Top of Given records
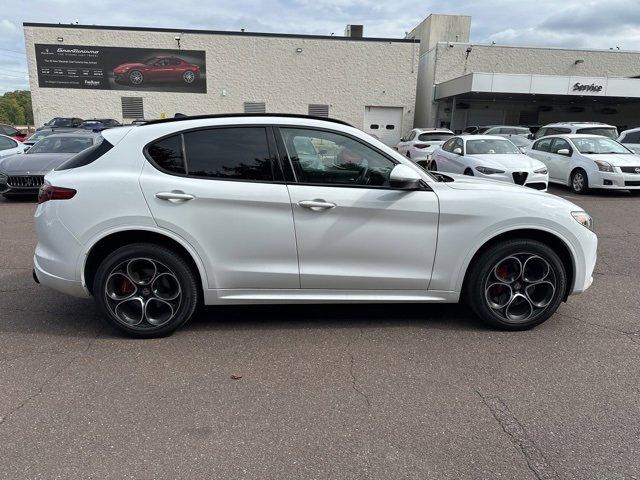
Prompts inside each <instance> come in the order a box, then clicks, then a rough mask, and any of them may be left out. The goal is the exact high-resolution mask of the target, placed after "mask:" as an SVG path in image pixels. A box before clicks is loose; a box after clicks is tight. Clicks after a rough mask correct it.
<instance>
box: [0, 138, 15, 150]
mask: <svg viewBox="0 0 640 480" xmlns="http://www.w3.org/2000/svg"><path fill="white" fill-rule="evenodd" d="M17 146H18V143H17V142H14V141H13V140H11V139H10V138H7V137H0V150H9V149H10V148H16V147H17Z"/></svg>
Bottom of Given records
Top of Given records
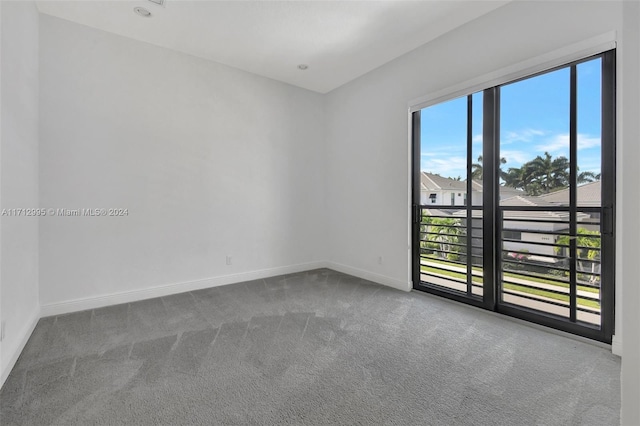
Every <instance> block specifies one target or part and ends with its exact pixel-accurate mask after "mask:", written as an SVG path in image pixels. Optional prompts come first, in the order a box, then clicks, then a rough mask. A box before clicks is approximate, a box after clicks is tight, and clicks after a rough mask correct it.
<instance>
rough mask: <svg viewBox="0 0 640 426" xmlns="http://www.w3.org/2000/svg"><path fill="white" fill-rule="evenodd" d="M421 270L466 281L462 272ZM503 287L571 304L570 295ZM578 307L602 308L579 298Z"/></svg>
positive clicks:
Bottom of Given records
- _Work instructions_:
Which lines in the rows above contain the string "fill"? Copy each of those lines in full.

- _Response to the task_:
mask: <svg viewBox="0 0 640 480" xmlns="http://www.w3.org/2000/svg"><path fill="white" fill-rule="evenodd" d="M17 146H18V143H17V142H14V141H13V140H11V139H10V138H7V137H0V150H9V149H10V148H16V147H17Z"/></svg>
rough mask: <svg viewBox="0 0 640 426" xmlns="http://www.w3.org/2000/svg"><path fill="white" fill-rule="evenodd" d="M421 270L466 281L462 272ZM503 287L571 304L570 295ZM578 307L602 308L579 298Z"/></svg>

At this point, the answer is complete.